To do » Repeat word for word the part of the Ballard review below starting at "Oddly, one of" and ending at "science fiction protagonists.".

Passage to read »
=-=-=
Ballard's self-reflection, when encountered repeatedly in a collection like this, is probably less charming than when seen in a single story or novel. But here his obsessions are on full display and in repeated screenings they get stale quickly. In particular, there is the frequent apperance of medical authority figures and psychiatrists in general - not surprising, since Ballard began medical school intending to be a psychiatrist but didn't finish - and in this at least he's different from his early contemporaries, whose heroes were often physical scientist-adventurers with seemingly no internal dialogue. (I'm in medical school right now and psychiatrist is on my short list of specialties, which initially endeared Ballard to me, but the effect didn't last. Introspection is difficult to make interesting to people besides yourself.) His non-standard (at least for mid-century science fiction) protagonists are refreshing but again, certainly not strikingly innovative.
Oddly, one of the aspects of Ballard's short stories that has aged well is a nuanced techno-optimism that places him squarely within the science fiction mainstream. This is probably what surprised me most about the bulk of these stories, relative to his reputation. Although unlike his mainstream sf contemporaries he recognized that science isn't magic and often induces social and moral conflicts that weren't anticipated (sometimes spending too much time on questions that medicine and science either has now answered or which the public became generally comfortable with), at base he shared what many now consider mid-century naivete; technological progress is inevitable, will lead to the betterment of mankind in important ways, and is pushed forward by rugged individuals with scientific training, even if they're a little more reflective than other science fiction protagonists.
The negative: Easily Ballard's most annoying tic is his strong tendency to make a point pretty clearly through allegory or symbolic analogy - and then in the very next paragraph, explicitly state the point he was making. I first noticed this years ago in The Crystal World; the same tic is on display in several of his short stories in this collection. The real issue is that there's no charitable interpretation of this habit. Either he's insulting his reader by feeling he has to explain what he's doing; or he's insecure in his own delivery and just can't bear that someone might miss it; or his editor suggested he make the message more explicit, and he dropped these clunking paragraphs into his stories and left them there, un-smoothed, out of spite or laziness; or he just didn't realize that this repetition would make such an impression. Even if he deliberately wants to annoy the reader (which would be a completely valid goal) there are much better ways to do it, and there's no sign that he's being so clever.
=-=-=
Information shown »
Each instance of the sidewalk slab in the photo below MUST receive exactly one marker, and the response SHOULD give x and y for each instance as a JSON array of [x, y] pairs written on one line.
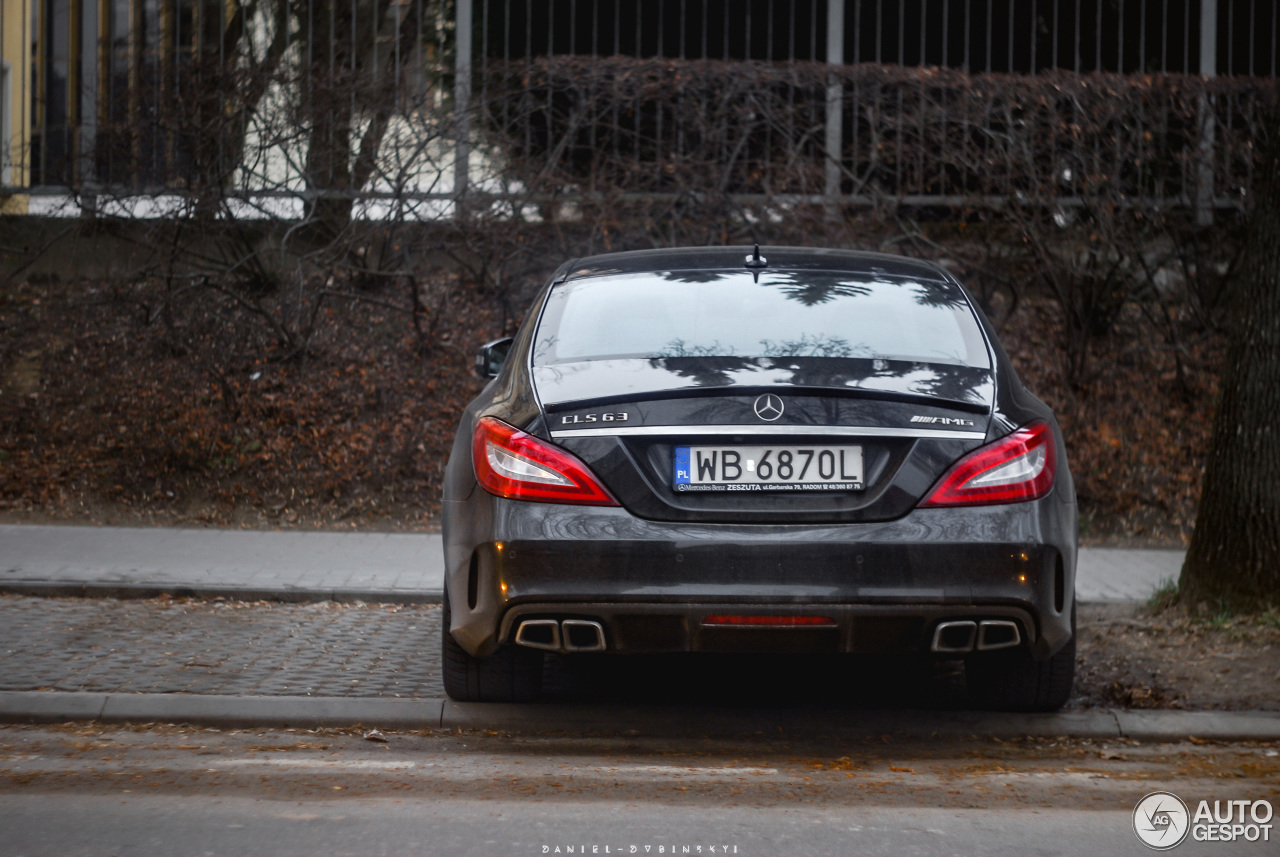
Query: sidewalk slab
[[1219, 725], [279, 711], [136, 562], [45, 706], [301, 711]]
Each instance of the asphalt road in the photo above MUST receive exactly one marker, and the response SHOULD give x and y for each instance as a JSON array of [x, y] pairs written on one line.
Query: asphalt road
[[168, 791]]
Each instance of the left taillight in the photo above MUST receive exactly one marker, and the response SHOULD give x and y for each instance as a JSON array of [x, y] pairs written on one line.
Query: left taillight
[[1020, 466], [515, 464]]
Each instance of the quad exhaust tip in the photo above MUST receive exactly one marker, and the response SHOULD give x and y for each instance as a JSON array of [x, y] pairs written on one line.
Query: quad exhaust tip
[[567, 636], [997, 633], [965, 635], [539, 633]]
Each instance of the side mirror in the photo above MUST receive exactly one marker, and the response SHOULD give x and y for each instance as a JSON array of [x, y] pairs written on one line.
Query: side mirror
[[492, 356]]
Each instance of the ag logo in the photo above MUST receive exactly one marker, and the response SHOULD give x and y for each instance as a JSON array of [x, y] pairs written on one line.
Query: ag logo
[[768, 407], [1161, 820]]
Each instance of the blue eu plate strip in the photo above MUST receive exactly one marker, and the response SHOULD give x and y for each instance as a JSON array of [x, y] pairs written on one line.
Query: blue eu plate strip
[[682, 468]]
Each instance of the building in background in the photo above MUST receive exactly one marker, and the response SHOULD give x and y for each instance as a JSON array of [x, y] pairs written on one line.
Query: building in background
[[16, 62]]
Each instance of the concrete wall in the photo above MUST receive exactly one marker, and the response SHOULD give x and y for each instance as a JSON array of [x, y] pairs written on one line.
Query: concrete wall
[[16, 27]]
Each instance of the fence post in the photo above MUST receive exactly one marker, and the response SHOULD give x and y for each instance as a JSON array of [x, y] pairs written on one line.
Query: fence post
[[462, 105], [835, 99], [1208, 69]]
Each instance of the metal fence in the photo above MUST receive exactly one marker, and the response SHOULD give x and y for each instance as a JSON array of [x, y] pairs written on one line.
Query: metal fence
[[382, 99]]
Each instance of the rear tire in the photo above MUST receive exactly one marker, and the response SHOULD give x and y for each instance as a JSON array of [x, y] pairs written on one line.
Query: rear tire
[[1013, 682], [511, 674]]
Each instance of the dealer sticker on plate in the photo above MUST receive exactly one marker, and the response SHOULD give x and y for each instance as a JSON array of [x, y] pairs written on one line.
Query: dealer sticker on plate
=-=-=
Response area »
Oddly, one of the aspects of Ballard's short stories that has aged well is a nuanced techno-optimism that places him squarely within the science fiction mainstream. This is probably what surprised me most about the bulk of these stories, relative to his reputation. Although unlike his mainstream sf contemporaries he recognized that science isn't magic and often induces social and moral conflicts that weren't anticipated (sometimes spending too much time on questions that medicine and science either has now answered or which the public became generally comfortable with), at base he shared what many now consider mid-century naivete; technological progress is inevitable, will lead to the betterment of mankind in important ways, and is pushed forward by rugged individuals with scientific training, even if they're a little more reflective than other science fiction protagonists.